TASK TO CARRY OUT: In the data listing below, turn the lines starting at the one containing "Verification task: does this scene contain any electrical" and ending at the one containing "Verification task: does this scene contain any cabinet" into a numbered list, leaving out any blank lines.

Data listing:
◇ ◇ ◇ ◇ ◇
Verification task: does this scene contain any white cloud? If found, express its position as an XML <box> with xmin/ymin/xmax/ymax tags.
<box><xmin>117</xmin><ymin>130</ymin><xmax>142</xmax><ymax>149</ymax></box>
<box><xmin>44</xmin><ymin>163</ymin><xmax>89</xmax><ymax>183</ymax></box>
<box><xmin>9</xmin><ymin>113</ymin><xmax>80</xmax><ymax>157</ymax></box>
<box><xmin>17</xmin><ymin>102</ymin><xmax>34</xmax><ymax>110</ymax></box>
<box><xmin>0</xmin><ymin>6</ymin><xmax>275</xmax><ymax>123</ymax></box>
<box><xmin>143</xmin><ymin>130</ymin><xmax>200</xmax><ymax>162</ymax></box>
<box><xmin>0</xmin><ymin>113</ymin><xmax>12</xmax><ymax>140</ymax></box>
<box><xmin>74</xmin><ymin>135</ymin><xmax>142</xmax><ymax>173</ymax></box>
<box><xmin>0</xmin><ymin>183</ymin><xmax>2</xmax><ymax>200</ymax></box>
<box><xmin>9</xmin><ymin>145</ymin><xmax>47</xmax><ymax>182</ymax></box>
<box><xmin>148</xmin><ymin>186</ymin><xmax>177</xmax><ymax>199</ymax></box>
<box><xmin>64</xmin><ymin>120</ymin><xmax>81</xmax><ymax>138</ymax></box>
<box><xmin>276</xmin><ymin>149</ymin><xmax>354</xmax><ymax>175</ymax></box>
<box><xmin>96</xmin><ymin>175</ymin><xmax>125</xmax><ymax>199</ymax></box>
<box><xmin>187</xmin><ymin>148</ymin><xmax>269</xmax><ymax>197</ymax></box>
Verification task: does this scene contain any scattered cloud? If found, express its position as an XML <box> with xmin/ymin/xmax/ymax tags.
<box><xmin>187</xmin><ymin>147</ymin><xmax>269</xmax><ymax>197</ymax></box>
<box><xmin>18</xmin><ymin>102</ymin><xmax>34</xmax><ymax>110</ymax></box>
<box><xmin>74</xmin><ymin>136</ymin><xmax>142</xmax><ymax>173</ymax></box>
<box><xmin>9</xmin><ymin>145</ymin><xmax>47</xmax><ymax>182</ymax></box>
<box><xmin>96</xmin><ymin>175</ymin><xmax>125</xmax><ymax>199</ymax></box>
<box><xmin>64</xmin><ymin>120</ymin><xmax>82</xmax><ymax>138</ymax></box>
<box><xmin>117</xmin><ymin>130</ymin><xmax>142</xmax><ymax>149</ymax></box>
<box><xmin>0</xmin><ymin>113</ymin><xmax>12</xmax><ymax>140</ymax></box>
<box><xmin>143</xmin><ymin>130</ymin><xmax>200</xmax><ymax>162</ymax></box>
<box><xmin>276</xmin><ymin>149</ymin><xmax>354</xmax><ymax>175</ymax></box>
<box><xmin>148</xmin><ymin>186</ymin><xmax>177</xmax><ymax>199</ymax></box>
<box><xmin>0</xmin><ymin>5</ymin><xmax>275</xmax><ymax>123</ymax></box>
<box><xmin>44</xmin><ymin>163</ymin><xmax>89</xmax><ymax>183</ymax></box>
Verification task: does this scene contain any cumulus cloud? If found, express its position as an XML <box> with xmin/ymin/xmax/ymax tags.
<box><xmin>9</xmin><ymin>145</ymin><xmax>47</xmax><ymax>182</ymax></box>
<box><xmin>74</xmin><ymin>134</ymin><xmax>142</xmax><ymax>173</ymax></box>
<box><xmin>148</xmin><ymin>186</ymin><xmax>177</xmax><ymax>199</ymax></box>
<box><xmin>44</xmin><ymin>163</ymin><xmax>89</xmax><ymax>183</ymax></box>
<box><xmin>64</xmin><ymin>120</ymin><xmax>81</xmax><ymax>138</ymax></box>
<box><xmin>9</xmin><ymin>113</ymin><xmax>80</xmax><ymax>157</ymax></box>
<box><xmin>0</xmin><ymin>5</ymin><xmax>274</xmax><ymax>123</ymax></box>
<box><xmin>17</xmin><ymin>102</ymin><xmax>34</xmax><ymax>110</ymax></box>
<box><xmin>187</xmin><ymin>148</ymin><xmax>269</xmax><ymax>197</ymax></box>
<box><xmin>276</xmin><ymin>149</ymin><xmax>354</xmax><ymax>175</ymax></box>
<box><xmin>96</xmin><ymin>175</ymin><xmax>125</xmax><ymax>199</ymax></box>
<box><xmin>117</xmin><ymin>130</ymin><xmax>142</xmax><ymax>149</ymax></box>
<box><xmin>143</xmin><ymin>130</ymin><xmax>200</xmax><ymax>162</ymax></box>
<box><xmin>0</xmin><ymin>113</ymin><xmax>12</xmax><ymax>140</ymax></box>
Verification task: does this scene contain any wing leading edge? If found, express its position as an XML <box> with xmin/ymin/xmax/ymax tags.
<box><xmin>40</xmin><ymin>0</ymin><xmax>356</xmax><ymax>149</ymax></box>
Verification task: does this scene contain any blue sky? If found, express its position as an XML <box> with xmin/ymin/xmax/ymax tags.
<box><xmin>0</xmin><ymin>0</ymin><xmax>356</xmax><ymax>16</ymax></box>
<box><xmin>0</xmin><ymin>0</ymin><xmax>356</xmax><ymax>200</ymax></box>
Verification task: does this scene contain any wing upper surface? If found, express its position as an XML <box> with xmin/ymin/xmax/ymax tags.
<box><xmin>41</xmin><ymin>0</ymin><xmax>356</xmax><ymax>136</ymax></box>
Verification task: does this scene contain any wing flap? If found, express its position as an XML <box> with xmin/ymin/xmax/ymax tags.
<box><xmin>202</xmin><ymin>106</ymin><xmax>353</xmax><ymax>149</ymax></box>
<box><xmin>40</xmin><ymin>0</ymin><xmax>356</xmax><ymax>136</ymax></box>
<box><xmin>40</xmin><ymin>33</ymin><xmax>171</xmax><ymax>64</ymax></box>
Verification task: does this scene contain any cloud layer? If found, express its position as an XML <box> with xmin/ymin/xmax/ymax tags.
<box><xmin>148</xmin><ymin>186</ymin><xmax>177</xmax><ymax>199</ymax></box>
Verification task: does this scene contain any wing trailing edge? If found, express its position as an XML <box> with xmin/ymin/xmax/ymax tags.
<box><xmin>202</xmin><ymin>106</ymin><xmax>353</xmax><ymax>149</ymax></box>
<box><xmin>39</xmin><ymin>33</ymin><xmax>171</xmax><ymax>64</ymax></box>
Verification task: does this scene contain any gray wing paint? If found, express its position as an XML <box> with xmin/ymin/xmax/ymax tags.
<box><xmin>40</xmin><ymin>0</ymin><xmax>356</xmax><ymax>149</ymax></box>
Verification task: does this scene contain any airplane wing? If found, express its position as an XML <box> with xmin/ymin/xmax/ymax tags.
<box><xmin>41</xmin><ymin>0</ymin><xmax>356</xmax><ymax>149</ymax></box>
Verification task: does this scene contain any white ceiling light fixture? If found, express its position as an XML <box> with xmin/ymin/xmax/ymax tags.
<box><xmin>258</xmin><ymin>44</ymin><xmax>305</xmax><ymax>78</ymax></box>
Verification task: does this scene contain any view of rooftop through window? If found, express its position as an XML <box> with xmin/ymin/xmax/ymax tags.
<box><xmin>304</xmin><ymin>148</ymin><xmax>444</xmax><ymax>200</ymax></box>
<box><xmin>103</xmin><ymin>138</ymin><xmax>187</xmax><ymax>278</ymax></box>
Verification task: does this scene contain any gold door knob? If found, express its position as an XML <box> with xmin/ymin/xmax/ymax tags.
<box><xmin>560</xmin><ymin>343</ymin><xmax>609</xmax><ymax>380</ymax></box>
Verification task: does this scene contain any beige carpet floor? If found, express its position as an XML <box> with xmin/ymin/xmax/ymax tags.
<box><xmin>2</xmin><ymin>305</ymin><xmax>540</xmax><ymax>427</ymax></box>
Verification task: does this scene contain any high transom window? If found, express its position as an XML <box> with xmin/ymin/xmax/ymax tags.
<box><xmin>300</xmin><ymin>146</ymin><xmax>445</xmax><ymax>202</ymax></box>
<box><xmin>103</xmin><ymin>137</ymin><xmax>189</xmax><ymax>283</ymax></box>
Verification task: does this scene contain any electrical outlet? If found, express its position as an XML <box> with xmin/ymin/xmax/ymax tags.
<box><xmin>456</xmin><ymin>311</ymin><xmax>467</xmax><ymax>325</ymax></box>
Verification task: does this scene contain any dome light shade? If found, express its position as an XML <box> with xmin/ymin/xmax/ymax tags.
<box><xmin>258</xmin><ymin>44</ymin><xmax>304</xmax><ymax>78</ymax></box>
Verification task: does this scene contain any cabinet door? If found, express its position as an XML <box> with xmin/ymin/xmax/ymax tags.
◇ ◇ ◇ ◇ ◇
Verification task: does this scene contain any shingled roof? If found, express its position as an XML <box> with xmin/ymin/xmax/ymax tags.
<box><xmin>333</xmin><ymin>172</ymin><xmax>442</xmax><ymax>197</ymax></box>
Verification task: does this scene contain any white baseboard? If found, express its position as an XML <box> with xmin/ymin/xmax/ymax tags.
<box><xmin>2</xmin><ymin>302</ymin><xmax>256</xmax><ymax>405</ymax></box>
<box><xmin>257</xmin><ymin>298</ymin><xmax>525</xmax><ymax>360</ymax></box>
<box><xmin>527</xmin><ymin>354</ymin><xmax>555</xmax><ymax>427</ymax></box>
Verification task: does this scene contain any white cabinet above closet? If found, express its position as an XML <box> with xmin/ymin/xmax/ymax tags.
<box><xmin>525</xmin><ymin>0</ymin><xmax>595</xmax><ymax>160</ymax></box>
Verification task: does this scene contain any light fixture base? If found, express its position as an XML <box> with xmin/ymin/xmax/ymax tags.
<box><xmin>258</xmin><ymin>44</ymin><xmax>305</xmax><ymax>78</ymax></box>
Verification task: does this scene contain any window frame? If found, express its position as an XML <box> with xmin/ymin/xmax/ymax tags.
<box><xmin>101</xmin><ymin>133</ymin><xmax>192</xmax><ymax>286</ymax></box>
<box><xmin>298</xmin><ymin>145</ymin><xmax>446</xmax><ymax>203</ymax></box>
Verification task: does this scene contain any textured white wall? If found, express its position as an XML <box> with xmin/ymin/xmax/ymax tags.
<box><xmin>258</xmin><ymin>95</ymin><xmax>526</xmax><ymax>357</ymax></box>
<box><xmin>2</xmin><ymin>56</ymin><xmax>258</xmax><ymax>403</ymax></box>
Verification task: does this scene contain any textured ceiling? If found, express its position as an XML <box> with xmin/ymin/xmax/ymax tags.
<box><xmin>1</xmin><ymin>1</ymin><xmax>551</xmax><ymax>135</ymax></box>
◇ ◇ ◇ ◇ ◇
CORRECT RESPONSE:
1. Verification task: does this scene contain any electrical outlet? If found, express its position as an XML <box> with xmin/ymin/xmax/ymax tags.
2. <box><xmin>456</xmin><ymin>311</ymin><xmax>467</xmax><ymax>325</ymax></box>
3. Verification task: does this scene contain any dome light shade? If found, express its position as an XML <box> with xmin/ymin/xmax/ymax tags.
4. <box><xmin>258</xmin><ymin>44</ymin><xmax>304</xmax><ymax>78</ymax></box>
5. Verification task: does this scene contain any cabinet door? If found, express its position as an XML <box> with xmin/ymin/xmax/ymax tags.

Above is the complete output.